[Items listed in a dataset]
┌──

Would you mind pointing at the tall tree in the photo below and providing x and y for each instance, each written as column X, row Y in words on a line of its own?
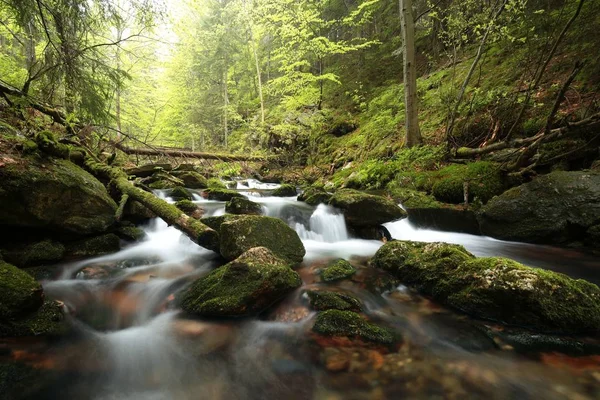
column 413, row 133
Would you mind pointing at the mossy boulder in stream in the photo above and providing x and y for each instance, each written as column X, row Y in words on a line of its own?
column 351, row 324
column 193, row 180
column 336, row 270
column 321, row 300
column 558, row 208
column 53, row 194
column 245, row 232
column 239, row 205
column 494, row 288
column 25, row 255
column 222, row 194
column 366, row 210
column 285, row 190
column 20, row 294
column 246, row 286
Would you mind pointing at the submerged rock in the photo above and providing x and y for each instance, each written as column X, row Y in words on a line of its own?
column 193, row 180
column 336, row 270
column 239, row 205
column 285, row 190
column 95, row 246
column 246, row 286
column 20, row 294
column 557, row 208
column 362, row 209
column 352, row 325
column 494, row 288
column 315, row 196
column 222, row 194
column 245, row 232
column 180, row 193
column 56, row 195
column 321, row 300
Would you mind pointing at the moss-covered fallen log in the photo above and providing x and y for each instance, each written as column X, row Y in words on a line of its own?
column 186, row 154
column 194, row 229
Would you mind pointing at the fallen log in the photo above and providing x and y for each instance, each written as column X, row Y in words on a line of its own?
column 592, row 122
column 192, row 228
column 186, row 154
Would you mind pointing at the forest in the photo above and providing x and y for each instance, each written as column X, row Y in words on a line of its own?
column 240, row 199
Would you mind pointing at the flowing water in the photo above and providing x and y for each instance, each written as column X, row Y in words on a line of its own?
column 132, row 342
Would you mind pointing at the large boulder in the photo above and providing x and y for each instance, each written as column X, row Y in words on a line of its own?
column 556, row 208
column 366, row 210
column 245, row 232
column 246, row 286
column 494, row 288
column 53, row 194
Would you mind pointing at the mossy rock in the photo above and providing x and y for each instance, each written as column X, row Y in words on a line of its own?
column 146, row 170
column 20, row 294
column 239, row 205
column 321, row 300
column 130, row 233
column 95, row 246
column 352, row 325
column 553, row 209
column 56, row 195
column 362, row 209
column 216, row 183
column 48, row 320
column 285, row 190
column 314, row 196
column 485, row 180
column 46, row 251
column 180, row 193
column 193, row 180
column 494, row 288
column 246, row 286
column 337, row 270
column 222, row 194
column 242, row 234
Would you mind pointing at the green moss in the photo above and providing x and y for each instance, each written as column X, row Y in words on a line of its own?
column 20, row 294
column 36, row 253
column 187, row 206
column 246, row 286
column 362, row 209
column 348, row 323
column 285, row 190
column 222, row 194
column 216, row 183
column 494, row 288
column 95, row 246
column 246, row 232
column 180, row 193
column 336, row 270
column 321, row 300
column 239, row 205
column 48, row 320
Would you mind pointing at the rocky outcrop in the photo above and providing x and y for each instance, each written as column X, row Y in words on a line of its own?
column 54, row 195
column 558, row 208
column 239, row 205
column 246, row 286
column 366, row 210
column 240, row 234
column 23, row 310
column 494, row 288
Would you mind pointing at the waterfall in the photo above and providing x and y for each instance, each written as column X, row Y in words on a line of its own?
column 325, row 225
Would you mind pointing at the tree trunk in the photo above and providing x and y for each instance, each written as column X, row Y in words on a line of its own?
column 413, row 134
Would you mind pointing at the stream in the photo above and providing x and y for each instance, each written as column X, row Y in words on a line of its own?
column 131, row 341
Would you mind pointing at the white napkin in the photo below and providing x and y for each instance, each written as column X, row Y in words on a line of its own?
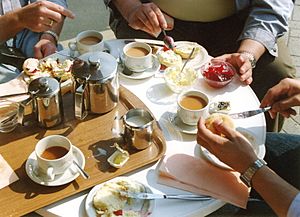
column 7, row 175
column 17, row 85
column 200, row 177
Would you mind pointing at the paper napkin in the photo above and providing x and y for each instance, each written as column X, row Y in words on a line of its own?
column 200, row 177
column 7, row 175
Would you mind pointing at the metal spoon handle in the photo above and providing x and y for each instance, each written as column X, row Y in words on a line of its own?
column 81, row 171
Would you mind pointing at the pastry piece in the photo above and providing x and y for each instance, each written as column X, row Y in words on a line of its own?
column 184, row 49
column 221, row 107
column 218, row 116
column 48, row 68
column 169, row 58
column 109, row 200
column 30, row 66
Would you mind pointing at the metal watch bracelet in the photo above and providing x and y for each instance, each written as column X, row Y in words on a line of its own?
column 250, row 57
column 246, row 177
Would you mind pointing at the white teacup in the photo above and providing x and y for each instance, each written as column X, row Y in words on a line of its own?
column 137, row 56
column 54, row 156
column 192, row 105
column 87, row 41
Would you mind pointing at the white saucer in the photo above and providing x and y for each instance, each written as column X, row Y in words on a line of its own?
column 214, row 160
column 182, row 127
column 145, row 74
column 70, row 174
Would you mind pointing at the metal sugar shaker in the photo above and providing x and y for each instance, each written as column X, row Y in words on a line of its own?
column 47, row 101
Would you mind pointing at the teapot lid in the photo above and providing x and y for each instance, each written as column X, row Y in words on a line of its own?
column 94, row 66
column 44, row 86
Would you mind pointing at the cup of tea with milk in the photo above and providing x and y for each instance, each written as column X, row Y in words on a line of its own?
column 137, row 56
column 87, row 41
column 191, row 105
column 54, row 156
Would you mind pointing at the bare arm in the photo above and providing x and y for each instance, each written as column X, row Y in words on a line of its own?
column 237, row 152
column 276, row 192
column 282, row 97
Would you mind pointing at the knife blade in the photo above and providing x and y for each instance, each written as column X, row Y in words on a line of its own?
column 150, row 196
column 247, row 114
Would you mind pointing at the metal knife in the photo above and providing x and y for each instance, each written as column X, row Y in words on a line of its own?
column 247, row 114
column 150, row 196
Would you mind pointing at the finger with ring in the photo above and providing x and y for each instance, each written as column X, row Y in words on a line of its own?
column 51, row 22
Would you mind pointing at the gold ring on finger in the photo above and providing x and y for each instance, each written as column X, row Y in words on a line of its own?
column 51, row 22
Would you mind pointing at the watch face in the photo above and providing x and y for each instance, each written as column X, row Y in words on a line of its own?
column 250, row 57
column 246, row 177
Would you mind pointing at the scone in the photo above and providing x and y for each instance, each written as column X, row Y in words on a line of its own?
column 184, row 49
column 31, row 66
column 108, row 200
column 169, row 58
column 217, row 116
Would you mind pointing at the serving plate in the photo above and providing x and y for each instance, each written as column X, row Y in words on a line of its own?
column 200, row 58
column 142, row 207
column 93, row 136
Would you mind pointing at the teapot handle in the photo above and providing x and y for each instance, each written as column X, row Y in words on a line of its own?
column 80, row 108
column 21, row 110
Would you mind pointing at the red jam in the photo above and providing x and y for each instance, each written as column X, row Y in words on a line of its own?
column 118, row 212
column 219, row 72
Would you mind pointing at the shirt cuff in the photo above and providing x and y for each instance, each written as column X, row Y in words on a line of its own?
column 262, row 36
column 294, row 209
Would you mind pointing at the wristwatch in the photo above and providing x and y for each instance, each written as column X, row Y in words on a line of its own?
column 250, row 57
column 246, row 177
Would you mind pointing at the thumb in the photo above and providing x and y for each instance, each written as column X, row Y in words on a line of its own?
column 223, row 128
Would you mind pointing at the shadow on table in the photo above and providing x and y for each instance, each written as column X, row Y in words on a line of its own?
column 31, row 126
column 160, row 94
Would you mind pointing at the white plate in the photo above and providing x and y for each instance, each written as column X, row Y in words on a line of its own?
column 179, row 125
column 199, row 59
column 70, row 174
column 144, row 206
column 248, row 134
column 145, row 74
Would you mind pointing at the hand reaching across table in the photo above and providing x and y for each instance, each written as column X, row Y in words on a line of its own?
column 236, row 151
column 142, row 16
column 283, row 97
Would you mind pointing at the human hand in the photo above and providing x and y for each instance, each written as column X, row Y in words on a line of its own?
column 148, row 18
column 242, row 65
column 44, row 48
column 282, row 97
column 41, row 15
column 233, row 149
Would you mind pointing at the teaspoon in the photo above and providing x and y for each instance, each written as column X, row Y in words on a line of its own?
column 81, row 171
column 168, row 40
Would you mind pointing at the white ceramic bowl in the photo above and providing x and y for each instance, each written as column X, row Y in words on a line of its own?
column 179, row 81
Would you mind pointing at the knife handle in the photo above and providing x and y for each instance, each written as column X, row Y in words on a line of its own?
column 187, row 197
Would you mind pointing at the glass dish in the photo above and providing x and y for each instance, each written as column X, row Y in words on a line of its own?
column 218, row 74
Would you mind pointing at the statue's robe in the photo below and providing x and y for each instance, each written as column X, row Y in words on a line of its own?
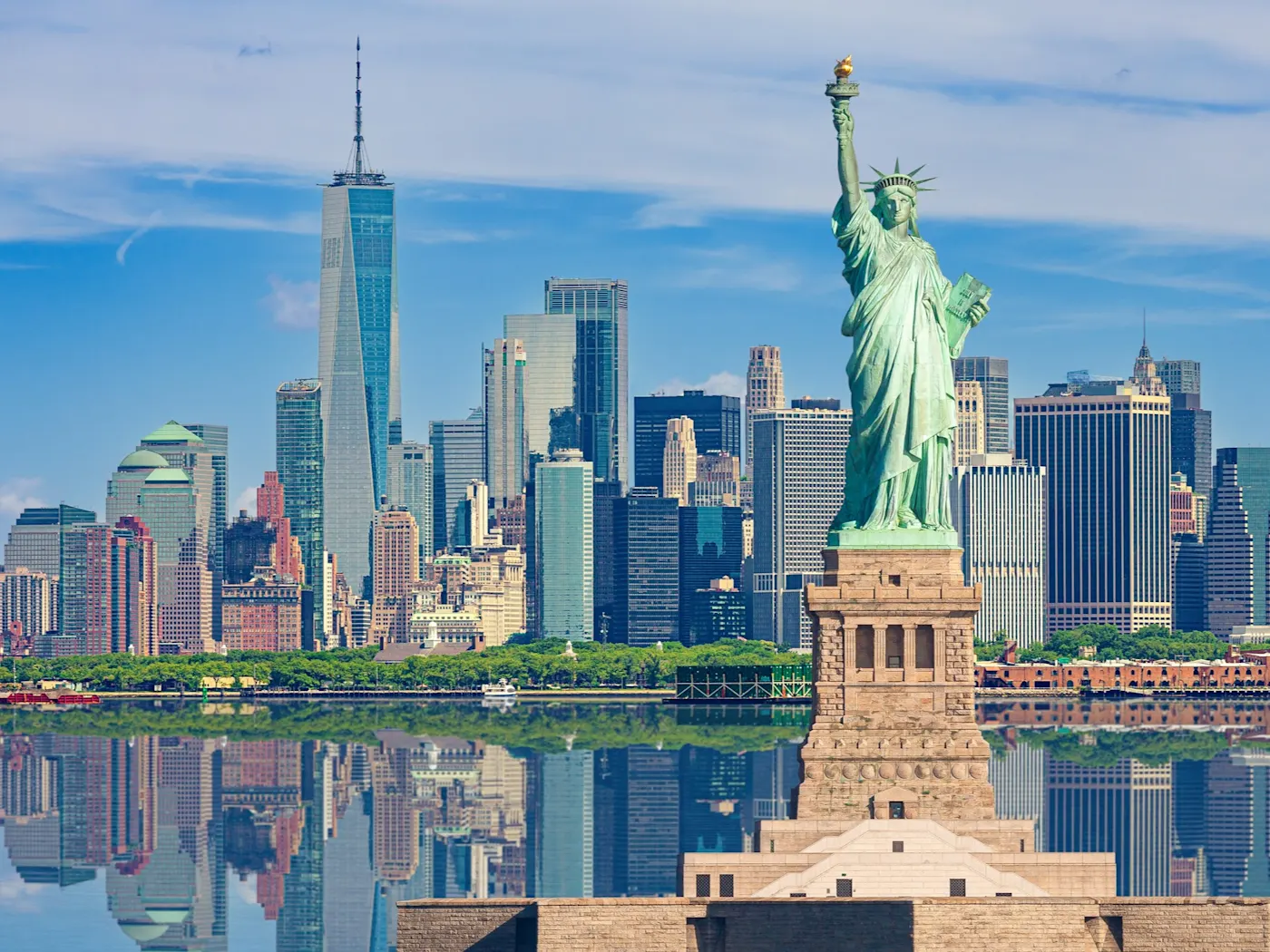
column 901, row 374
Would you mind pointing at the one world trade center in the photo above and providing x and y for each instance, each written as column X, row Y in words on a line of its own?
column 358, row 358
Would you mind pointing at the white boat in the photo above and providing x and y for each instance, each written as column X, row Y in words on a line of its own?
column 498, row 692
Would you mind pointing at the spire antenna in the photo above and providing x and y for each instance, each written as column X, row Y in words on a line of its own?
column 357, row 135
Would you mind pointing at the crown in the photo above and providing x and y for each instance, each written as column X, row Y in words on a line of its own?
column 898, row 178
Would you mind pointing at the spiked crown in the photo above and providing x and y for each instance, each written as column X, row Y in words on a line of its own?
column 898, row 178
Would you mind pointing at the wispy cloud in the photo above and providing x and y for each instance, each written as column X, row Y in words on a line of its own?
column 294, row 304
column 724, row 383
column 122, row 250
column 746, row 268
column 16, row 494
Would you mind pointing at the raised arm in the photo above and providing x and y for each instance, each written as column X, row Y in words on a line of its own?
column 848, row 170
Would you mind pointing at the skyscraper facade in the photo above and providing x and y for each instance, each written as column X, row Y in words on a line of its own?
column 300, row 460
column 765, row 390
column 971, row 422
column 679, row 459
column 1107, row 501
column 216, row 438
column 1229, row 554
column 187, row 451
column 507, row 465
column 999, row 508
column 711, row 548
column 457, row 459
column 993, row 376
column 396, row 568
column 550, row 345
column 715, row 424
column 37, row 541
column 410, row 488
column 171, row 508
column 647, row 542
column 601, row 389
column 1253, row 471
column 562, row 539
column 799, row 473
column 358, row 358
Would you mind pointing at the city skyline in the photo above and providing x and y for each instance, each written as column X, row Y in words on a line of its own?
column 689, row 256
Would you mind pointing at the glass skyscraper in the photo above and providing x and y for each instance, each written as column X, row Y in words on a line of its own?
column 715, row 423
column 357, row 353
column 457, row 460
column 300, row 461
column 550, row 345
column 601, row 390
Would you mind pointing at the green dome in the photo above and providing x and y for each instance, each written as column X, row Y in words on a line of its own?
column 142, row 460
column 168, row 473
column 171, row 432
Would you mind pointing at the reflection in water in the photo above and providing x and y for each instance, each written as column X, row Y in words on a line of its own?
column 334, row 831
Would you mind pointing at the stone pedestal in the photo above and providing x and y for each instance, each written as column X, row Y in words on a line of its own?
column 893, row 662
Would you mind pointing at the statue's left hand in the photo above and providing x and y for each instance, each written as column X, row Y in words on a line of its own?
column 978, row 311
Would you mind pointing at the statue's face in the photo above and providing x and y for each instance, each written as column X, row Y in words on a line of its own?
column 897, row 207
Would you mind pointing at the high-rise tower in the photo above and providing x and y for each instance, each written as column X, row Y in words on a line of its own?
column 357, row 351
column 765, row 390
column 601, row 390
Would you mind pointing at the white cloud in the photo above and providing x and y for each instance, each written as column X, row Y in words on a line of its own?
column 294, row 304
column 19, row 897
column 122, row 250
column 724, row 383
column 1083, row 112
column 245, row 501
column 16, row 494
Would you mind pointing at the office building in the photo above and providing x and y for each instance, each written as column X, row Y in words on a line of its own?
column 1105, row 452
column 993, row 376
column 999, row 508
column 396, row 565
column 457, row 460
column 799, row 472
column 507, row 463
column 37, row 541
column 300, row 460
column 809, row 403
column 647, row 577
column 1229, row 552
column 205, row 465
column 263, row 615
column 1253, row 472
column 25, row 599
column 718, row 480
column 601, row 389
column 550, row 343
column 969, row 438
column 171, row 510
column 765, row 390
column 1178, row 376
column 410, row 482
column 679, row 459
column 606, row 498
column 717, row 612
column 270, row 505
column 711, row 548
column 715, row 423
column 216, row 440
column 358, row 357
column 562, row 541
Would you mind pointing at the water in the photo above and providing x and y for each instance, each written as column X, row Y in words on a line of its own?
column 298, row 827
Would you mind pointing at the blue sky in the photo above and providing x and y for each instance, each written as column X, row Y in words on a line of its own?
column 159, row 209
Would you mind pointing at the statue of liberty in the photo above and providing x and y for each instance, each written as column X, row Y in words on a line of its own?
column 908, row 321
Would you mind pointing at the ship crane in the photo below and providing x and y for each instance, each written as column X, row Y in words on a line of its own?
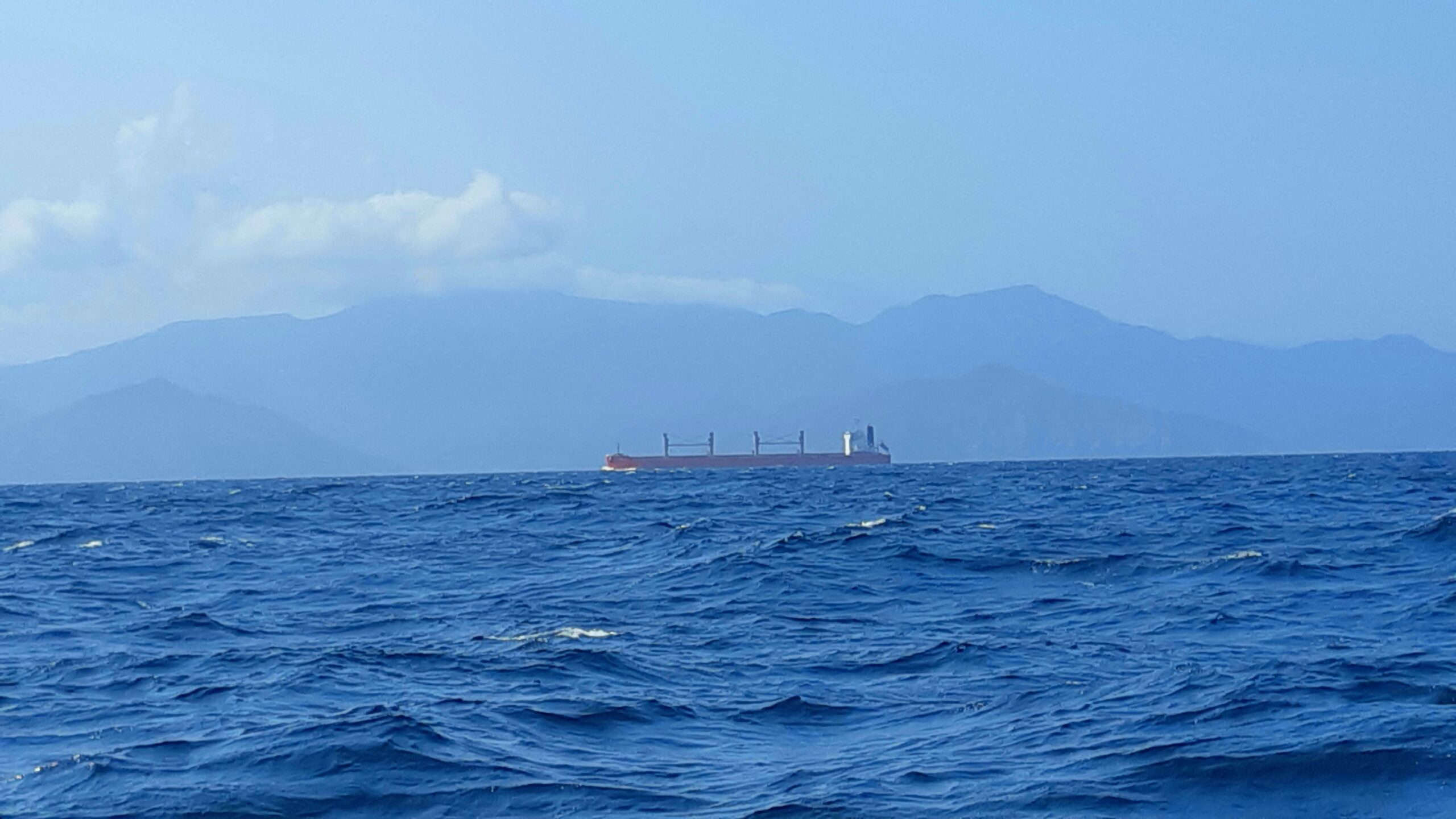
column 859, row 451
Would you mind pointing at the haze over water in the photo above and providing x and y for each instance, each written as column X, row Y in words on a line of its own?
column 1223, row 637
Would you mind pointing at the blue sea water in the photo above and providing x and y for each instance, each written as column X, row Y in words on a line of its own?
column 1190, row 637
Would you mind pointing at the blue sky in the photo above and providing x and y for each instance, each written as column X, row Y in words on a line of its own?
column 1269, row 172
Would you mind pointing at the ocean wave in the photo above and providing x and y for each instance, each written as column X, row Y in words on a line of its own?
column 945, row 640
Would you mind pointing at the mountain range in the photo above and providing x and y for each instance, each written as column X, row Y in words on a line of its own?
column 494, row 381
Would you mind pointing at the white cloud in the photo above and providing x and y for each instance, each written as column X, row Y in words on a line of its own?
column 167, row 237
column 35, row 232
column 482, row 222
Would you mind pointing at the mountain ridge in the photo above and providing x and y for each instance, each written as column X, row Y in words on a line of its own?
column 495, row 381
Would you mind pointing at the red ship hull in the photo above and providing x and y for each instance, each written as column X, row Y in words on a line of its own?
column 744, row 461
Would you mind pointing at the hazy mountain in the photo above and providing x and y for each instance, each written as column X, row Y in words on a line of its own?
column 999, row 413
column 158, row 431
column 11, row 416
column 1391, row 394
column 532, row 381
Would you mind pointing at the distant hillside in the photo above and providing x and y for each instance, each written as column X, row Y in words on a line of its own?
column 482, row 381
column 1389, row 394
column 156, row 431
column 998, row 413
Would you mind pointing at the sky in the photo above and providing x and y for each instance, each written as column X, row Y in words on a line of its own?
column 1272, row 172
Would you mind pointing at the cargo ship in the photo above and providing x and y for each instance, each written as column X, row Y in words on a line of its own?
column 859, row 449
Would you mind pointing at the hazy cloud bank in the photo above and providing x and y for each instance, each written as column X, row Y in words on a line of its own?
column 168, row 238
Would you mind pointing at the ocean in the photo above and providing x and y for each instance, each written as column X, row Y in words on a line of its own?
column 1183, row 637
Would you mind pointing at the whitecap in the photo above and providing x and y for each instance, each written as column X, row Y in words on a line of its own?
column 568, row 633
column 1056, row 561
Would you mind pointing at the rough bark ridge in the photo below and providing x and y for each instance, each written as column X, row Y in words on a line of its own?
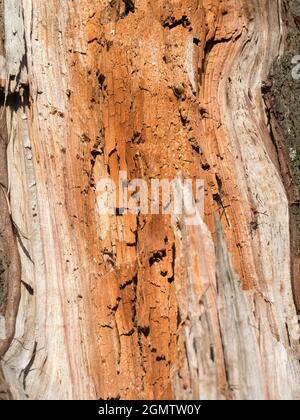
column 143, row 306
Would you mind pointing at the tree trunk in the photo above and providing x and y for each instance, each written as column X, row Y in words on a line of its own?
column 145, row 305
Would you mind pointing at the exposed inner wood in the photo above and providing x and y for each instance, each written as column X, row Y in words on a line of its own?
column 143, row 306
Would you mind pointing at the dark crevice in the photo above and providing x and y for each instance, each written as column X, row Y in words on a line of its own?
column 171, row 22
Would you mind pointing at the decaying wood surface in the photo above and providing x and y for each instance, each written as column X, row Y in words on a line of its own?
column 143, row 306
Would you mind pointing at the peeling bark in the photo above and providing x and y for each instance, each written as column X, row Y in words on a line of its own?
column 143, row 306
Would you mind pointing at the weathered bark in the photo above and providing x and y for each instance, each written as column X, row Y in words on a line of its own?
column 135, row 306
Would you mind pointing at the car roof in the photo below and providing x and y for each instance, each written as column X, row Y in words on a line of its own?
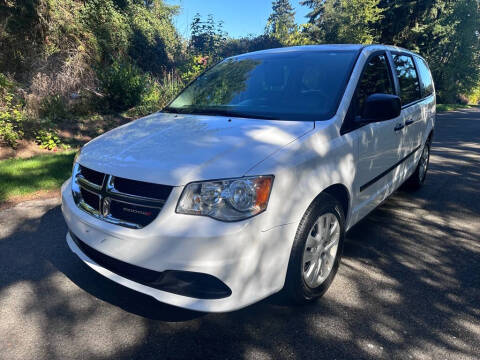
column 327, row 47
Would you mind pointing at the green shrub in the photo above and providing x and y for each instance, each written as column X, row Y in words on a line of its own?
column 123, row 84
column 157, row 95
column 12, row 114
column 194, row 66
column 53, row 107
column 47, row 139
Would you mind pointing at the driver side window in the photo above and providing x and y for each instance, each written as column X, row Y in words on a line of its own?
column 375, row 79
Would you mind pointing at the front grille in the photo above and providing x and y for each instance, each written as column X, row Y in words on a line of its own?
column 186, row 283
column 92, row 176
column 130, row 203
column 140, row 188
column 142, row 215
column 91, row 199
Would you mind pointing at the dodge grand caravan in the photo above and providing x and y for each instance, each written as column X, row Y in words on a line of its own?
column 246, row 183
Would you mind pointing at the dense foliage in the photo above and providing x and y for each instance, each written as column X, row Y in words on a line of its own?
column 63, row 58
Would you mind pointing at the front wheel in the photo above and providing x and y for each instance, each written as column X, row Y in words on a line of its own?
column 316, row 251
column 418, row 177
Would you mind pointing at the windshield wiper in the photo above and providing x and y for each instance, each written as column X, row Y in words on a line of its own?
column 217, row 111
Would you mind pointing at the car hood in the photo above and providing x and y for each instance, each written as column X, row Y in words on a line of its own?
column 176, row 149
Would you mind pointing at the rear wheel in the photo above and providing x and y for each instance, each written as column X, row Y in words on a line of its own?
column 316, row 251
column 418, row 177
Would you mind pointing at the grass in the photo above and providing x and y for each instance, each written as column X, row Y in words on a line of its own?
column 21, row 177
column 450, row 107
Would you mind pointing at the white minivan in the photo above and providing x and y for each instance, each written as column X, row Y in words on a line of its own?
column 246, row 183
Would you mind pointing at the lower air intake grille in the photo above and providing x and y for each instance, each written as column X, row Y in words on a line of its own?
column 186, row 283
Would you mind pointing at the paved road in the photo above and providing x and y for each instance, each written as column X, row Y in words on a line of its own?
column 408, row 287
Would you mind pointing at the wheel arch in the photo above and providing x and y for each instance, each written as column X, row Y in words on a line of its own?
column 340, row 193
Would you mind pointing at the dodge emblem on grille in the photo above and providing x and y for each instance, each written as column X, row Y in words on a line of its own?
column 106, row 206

└──

▶ [TASK DETAILS]: Write out again exactly the lines that run from the one holding "Would you mind pointing at the wheel" through the last line of the data; omit all other lines.

▶ [EXPECTED OUTPUT]:
Would you mind pointing at the wheel arch in the photo above and providing x and y for each instance, each written as column X, row Y in words on a line of its own?
column 340, row 193
Would you mind pointing at the dodge emblem on grille in the photo above and providing x and y for each instance, each written as column X, row Y in words on a line of its own?
column 106, row 206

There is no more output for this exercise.